YOUR TASK: Give back every line of the entries below with nothing altered, leaving out the pictures.

========

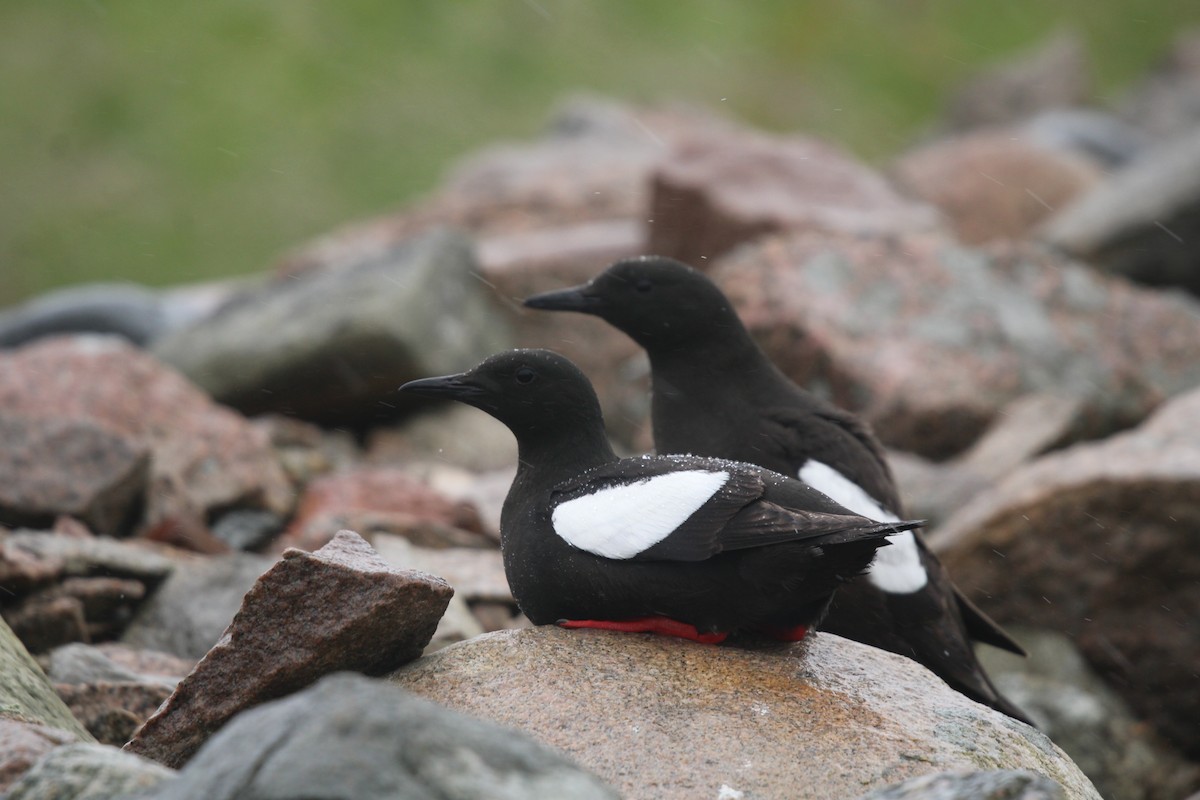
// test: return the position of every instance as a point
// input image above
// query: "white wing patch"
(897, 569)
(622, 521)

========

ANSWER TO THE TASK:
// test: return the position of every instance as a point
// input image above
// query: "white wing patch"
(897, 569)
(622, 521)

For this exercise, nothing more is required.